Required task 1: Repeat the text about Berlin's vote on expropriating big landlords word for word.
Required task 2: Find every line in the records that contains the word "shopping" and copy each of those lines. Case counts.

Text section:
Image: Nathaniel Flakin

Originally published in Exberliner.

The latest polls show that a majority of Berliners are in favour of expropriating big landlords. According to a survey by public TV news rbb Abendschau and the newspaper Berliner Morgenpost, 47 percent of people in the city find expropriation good or somewhat good, while just 43 percent find it bad or somewhat bad.

With less than a month left until the vote on September 26, this is amazing news. As a communist, I have spent 20 years screaming from the rooftops about the need to expropriate big capitalists — this is the first time the majority has been on my side. Rents in the city have doubled in the past decade. With just about everyone worried about potentially losing their homes, people are ready for radical solutions.

Deutsche Wohnen und Co. enteignen (Expropriate Deutsche Wohnen und Co.) is campaigning with the slogan: “So Berlin remains our home.” A friend who moved here from New York City explained the danger. Back in the 1990s, people there told him not to worry. Yes, rents were rising, but gentrification would never be able to destroy New York’s rebellious character. Now, just a few decades later, Manhattan is an empty shell, with lots of housing kept empty by absentee investors, while the outer boroughs are increasingly unaffordable for working people. That could happen in Berlin.

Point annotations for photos

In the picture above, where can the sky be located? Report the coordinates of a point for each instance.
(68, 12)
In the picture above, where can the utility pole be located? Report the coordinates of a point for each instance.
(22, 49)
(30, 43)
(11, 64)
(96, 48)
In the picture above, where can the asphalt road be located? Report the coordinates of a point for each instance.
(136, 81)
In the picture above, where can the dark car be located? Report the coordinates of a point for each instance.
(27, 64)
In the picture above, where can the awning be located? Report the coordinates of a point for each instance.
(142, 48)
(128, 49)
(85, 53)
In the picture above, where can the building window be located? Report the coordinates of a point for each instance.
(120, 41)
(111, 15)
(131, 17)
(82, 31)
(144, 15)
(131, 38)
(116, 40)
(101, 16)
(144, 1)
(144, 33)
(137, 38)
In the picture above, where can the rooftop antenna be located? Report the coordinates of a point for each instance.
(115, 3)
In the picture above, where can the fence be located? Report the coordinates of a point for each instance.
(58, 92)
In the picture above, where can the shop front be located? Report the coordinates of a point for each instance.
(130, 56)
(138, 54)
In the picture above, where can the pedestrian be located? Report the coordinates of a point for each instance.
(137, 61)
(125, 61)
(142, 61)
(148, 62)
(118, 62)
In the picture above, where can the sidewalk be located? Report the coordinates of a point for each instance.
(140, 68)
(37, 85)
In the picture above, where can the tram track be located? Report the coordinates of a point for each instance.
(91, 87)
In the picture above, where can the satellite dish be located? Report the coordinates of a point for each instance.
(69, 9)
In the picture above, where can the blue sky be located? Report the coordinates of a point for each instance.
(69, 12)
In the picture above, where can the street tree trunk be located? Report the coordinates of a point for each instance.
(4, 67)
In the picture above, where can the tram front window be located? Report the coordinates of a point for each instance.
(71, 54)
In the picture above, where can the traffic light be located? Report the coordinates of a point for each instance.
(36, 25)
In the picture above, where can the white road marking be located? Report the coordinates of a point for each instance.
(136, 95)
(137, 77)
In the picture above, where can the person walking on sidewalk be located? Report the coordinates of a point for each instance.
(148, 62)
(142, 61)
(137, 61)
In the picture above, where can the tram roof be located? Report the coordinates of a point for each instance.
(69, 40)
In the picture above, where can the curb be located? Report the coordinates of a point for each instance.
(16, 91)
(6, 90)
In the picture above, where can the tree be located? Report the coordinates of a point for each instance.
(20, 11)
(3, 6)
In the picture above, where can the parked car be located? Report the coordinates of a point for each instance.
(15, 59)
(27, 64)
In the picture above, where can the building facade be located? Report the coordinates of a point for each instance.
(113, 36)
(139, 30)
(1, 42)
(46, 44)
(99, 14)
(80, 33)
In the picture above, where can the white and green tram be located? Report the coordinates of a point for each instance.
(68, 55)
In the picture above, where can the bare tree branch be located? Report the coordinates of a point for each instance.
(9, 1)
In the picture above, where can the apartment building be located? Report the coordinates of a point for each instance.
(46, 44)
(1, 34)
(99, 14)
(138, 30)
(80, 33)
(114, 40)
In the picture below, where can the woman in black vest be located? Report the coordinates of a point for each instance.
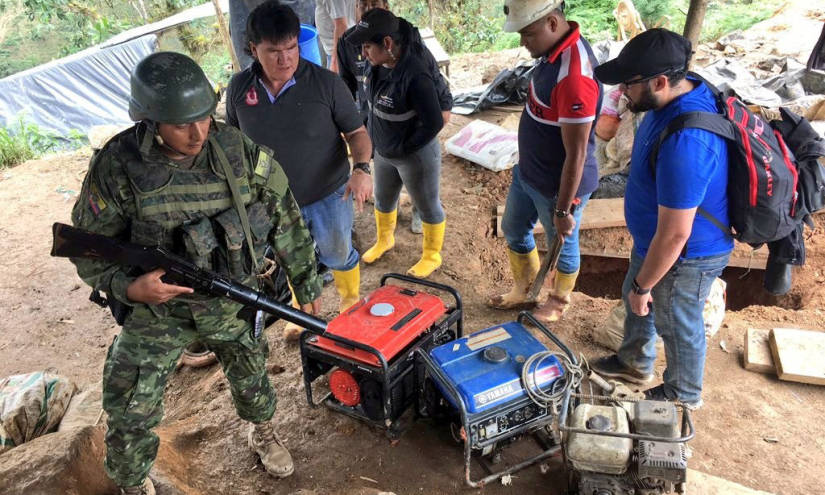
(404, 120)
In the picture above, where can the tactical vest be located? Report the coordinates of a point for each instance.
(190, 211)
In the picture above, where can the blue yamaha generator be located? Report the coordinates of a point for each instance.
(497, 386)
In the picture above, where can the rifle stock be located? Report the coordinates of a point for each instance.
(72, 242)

==

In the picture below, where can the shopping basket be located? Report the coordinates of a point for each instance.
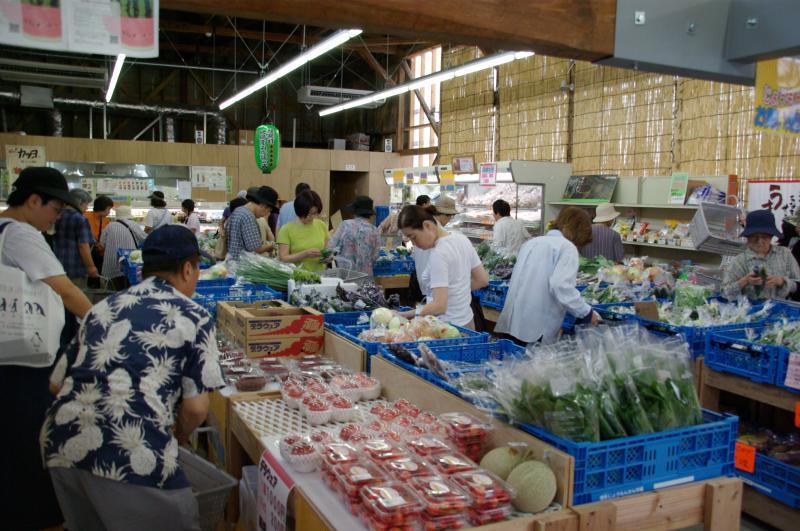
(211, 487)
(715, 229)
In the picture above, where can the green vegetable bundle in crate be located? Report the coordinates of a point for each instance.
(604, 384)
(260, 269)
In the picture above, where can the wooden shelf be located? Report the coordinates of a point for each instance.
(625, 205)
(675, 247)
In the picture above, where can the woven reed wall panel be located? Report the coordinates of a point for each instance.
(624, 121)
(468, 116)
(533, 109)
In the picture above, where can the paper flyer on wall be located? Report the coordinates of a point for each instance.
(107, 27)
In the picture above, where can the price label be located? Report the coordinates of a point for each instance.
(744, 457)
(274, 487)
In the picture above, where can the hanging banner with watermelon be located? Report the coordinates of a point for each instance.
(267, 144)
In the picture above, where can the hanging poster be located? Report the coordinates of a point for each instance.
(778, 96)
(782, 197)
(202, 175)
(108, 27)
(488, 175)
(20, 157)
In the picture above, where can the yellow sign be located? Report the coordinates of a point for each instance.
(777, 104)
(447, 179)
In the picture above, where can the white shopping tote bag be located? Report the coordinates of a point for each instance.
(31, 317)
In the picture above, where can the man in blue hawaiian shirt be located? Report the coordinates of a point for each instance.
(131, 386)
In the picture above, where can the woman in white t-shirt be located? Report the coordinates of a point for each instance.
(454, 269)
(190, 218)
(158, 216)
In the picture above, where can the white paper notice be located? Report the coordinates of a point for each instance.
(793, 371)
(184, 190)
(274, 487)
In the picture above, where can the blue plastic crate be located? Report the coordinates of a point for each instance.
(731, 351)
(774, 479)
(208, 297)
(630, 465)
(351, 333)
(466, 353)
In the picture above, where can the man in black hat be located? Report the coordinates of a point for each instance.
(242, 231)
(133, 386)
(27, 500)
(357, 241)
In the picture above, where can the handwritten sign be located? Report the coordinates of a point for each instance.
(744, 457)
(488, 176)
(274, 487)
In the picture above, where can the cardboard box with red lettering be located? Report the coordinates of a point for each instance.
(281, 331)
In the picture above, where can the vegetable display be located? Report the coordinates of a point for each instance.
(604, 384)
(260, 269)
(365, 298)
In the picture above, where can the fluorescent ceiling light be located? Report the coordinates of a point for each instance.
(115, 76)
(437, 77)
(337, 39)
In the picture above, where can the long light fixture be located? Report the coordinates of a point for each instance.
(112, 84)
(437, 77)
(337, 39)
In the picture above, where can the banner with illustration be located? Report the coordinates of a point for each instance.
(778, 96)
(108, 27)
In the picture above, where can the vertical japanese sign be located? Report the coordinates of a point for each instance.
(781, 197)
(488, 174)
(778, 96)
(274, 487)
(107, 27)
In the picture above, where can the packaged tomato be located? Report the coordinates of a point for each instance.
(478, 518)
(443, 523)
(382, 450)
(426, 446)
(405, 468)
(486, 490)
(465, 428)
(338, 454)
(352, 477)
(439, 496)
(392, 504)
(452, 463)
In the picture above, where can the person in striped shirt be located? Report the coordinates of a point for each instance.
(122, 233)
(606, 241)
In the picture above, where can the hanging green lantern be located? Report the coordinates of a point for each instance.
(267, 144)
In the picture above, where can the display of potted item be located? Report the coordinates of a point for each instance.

...

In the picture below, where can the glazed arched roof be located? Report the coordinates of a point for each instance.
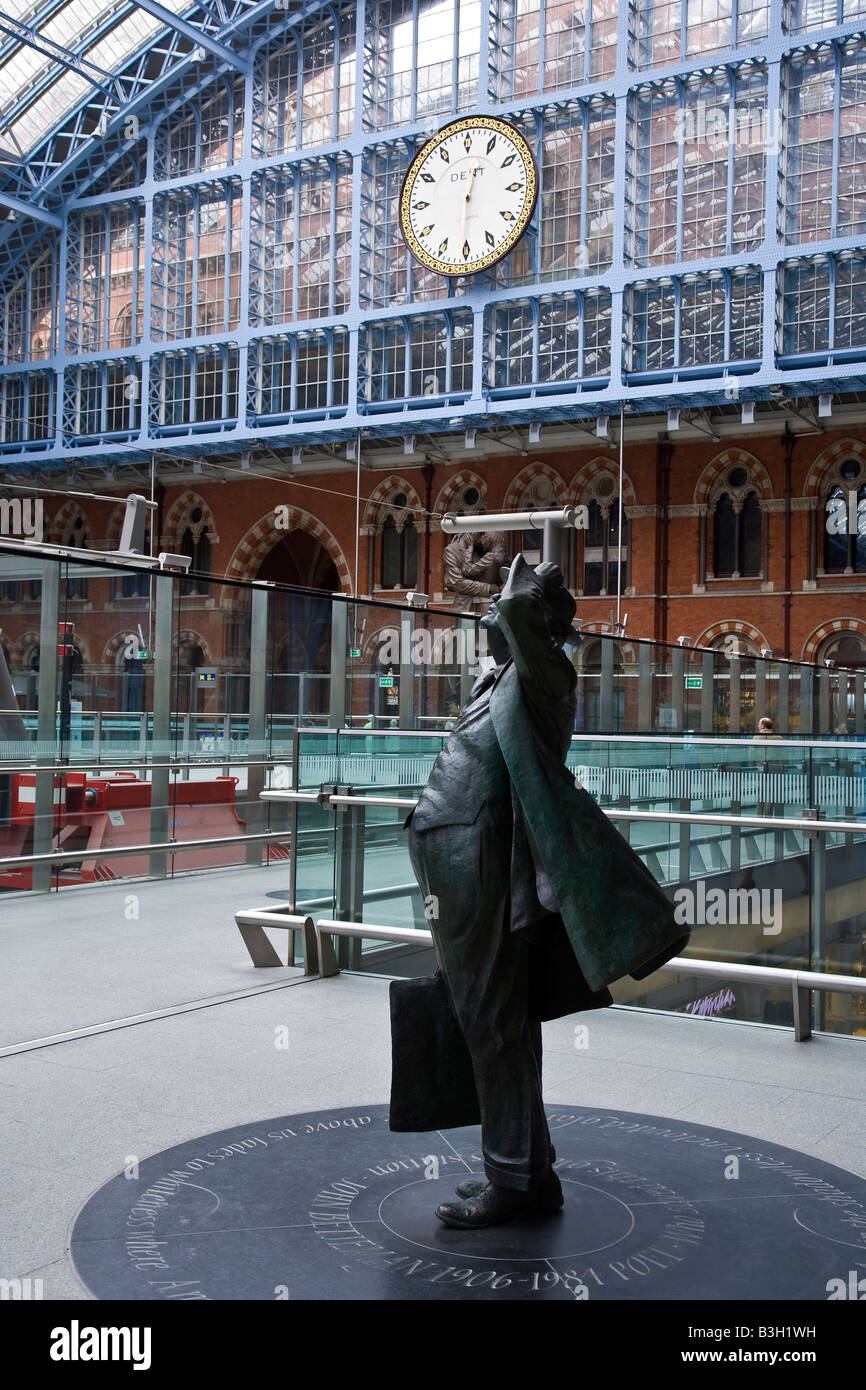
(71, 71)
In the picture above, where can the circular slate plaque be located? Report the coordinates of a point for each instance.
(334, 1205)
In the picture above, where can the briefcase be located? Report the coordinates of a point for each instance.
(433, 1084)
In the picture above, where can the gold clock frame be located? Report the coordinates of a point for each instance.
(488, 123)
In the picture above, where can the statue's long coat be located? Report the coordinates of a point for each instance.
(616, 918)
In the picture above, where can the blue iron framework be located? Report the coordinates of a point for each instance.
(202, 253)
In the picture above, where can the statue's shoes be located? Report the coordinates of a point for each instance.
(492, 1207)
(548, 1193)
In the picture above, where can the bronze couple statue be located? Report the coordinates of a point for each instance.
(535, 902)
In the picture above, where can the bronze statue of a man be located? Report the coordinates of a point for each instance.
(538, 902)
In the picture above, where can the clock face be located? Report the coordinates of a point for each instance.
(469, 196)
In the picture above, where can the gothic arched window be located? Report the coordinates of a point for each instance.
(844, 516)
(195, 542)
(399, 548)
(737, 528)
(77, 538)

Written response 1:
Image: Nathaniel Flakin

Originally published in Exberliner.

The latest polls show that a majority of Berliners are in favour of expropriating big landlords. According to a survey by public TV news rbb Abendschau and the newspaper Berliner Morgenpost, 47 percent of people in the city find expropriation good or somewhat good, while just 43 percent find it bad or somewhat bad.

With less than a month left until the vote on September 26, this is amazing news. As a communist, I have spent 20 years screaming from the rooftops about the need to expropriate big capitalists — this is the first time the majority has been on my side. Rents in the city have doubled in the past decade. With just about everyone worried about potentially losing their homes, people are ready for radical solutions.

Deutsche Wohnen und Co. enteignen (Expropriate Deutsche Wohnen und Co.) is campaigning with the slogan: “So Berlin remains our home.” A friend who moved here from New York City explained the danger. Back in the 1990s, people there told him not to worry. Yes, rents were rising, but gentrification would never be able to destroy New York’s rebellious character. Now, just a few decades later, Manhattan is an empty shell, with lots of housing kept empty by absentee investors, while the outer boroughs are increasingly unaffordable for working people. That could happen in Berlin.

Written response 2:
In the picture below, where can the shopping basket be located? Report the coordinates of a point for each instance.
In the picture above, where can the white shopping tote bag be located? Report the coordinates of a point for each instance.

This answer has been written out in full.